# Data to use
☆ ☆ ☆ ☆ ☆
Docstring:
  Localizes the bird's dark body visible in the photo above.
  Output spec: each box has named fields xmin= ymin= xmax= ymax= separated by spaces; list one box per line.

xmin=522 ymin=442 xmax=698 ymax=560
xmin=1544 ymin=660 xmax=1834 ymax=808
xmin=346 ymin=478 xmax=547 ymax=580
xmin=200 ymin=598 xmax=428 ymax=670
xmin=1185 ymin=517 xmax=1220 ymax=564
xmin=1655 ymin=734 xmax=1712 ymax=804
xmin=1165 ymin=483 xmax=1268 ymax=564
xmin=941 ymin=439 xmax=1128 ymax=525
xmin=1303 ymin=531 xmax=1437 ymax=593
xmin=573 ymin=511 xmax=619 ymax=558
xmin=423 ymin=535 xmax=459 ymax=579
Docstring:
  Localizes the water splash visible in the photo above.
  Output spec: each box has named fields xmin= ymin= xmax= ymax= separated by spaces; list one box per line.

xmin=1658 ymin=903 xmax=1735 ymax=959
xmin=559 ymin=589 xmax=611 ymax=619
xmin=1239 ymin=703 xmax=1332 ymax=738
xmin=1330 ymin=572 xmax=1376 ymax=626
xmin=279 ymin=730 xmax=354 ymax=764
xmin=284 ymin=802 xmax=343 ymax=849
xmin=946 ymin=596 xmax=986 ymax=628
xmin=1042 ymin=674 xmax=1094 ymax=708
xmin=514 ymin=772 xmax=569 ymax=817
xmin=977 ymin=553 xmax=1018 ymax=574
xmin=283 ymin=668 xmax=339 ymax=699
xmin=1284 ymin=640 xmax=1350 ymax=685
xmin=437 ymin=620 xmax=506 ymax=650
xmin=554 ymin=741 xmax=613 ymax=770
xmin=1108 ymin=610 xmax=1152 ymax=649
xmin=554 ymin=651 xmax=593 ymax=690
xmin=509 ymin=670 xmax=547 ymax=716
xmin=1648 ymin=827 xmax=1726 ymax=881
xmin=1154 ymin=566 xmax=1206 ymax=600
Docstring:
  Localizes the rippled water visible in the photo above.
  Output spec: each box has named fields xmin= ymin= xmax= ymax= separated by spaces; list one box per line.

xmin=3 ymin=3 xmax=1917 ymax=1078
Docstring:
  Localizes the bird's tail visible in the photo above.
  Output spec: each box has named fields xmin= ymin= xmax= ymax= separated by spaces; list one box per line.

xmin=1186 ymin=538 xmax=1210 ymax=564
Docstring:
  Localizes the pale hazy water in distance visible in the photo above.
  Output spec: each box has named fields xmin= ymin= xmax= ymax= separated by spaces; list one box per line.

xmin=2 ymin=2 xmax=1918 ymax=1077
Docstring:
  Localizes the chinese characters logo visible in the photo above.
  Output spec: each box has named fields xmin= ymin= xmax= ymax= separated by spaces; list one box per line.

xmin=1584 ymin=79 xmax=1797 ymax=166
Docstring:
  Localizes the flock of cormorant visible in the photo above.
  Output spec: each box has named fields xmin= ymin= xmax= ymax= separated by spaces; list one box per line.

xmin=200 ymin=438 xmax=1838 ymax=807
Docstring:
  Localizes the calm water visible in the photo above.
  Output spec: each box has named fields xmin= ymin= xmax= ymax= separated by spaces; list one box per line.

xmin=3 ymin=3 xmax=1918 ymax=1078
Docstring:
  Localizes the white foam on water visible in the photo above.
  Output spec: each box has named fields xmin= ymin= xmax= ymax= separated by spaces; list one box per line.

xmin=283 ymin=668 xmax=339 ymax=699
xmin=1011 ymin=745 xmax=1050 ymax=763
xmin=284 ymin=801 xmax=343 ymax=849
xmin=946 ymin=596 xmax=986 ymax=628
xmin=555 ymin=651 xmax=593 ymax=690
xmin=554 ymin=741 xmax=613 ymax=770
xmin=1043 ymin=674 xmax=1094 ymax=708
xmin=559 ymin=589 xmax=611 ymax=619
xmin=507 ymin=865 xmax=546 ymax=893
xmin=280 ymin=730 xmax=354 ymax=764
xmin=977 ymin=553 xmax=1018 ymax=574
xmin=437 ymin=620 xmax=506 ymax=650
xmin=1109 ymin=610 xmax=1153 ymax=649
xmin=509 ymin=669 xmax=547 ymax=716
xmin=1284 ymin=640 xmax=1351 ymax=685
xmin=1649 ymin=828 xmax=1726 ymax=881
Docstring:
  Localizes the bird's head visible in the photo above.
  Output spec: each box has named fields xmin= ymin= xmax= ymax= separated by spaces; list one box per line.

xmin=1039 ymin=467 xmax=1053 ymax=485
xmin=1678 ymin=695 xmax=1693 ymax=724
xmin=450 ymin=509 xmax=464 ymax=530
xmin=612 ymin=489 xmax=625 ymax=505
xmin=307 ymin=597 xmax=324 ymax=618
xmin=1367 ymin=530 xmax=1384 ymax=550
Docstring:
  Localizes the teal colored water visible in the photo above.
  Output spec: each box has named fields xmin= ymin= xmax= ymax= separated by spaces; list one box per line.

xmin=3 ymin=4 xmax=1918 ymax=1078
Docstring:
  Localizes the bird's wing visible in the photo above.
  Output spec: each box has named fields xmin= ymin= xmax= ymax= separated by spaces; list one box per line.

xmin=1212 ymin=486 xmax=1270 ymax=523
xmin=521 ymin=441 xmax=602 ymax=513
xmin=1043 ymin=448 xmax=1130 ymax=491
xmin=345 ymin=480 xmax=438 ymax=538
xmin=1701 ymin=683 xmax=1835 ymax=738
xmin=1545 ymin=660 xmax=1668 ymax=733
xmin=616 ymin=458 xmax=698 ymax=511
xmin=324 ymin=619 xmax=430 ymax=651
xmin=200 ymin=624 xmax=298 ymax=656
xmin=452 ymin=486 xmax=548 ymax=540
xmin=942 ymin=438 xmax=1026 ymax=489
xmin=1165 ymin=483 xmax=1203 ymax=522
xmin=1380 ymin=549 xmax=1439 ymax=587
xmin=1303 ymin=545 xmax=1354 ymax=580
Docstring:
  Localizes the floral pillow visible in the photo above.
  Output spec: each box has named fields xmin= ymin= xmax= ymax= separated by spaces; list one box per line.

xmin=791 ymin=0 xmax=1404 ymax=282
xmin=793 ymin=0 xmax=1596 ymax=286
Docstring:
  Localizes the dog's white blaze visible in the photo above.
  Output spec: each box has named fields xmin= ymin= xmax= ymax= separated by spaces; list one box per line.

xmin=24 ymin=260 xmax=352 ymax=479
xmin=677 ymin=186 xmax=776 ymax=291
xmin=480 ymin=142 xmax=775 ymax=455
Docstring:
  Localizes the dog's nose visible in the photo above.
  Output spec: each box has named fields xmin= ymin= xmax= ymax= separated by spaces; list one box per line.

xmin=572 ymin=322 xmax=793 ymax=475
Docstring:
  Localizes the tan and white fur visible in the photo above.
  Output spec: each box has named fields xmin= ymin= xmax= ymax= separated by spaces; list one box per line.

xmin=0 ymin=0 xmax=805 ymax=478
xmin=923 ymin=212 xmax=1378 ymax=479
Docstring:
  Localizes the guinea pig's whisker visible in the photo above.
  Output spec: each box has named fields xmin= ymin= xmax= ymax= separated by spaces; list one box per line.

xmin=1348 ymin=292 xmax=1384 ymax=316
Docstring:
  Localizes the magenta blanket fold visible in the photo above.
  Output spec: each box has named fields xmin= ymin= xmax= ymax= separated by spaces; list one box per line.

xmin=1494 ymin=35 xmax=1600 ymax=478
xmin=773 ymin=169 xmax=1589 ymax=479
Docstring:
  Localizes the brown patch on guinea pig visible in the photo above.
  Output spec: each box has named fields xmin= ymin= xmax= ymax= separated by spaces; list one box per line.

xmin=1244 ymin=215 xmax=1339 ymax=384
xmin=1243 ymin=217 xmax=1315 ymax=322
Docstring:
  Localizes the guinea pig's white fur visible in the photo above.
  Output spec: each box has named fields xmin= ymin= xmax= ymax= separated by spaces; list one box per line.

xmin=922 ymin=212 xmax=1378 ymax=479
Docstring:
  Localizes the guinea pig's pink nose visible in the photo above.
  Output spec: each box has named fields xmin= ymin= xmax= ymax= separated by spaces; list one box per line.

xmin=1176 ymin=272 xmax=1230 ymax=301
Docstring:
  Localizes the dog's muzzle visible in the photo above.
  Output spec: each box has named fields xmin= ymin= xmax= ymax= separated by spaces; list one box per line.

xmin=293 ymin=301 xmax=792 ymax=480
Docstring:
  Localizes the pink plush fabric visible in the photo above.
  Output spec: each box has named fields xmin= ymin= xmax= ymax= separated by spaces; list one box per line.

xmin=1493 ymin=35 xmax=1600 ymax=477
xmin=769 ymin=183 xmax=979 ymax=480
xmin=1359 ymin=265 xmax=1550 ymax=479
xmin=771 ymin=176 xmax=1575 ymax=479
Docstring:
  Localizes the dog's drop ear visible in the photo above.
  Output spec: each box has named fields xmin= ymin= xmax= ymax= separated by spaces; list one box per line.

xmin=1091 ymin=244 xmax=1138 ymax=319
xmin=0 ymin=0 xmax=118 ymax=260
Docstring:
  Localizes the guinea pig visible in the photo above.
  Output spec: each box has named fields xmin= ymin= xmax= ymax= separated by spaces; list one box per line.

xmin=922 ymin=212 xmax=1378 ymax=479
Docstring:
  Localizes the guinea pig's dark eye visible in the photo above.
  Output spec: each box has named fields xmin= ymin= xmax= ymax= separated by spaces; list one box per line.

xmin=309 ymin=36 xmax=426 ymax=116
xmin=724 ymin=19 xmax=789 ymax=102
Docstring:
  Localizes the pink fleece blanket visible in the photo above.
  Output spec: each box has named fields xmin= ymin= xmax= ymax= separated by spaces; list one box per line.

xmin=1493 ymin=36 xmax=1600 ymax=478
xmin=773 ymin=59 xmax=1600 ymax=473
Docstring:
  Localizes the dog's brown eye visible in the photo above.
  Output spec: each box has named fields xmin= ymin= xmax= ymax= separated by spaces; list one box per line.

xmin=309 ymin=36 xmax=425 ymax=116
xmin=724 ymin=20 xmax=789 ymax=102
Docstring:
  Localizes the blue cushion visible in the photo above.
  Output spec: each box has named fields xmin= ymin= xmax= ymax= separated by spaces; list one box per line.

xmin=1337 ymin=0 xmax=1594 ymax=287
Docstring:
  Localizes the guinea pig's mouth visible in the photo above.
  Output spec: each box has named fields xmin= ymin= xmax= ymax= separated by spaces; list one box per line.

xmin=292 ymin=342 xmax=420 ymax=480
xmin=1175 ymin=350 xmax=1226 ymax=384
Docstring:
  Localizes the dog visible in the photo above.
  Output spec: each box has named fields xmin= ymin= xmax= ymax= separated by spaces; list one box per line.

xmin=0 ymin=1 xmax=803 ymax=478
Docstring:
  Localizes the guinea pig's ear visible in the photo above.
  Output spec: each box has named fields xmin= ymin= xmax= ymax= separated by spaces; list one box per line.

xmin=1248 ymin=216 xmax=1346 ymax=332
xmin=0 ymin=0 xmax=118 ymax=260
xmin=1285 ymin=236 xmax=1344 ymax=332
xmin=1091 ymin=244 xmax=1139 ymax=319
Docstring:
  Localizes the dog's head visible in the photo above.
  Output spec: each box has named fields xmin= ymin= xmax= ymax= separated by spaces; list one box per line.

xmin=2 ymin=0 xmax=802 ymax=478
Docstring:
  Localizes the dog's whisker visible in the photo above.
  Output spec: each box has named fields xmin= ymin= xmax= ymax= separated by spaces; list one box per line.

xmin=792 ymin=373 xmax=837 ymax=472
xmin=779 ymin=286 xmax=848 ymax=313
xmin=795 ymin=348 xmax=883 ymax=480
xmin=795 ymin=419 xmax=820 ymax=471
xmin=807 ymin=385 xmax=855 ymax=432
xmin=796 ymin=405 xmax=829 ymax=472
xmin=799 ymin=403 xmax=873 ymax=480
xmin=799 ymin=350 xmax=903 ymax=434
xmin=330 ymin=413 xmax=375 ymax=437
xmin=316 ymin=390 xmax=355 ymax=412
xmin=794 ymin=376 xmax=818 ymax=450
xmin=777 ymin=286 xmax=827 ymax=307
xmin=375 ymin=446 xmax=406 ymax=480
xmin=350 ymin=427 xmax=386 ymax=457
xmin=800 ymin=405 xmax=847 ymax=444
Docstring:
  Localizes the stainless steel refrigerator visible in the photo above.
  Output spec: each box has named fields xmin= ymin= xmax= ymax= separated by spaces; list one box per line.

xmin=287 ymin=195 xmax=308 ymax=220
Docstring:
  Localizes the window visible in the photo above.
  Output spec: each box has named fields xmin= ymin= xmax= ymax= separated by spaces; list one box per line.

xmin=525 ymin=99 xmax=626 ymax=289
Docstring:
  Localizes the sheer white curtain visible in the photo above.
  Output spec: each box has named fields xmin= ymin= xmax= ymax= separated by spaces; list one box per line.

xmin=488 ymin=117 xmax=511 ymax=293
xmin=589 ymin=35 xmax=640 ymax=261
☆ ☆ ☆ ☆ ☆
# Work required
Retype the portion of the data above that starts on the line with "Localizes the dog's muzzle" and finishes on the line with "Localizes the guinea pig visible", including both of those lines.

# Written response
  Localizes the dog's muzzle visible in the photo above.
  Output spec: each box has named fields xmin= ymin= xmax= ymax= separated by spaces; list one box per line.

xmin=293 ymin=301 xmax=792 ymax=480
Docstring:
  Localizes the pink plush fabric visible in the photo above.
  Output spec: each box has named fields xmin= ymin= xmax= ymax= separated by spaces; list one box per line.

xmin=1493 ymin=35 xmax=1600 ymax=477
xmin=769 ymin=183 xmax=979 ymax=480
xmin=1359 ymin=265 xmax=1550 ymax=479
xmin=771 ymin=176 xmax=1575 ymax=479
Docstring:
  Localizes the dog's drop ear visible in the photo above.
  Output spec: each box has named fields xmin= ymin= xmax= ymax= separated by spaces; list one box per line.

xmin=1091 ymin=244 xmax=1138 ymax=319
xmin=0 ymin=0 xmax=118 ymax=260
Docstring:
  Localizes the guinea pig visible in the photo above.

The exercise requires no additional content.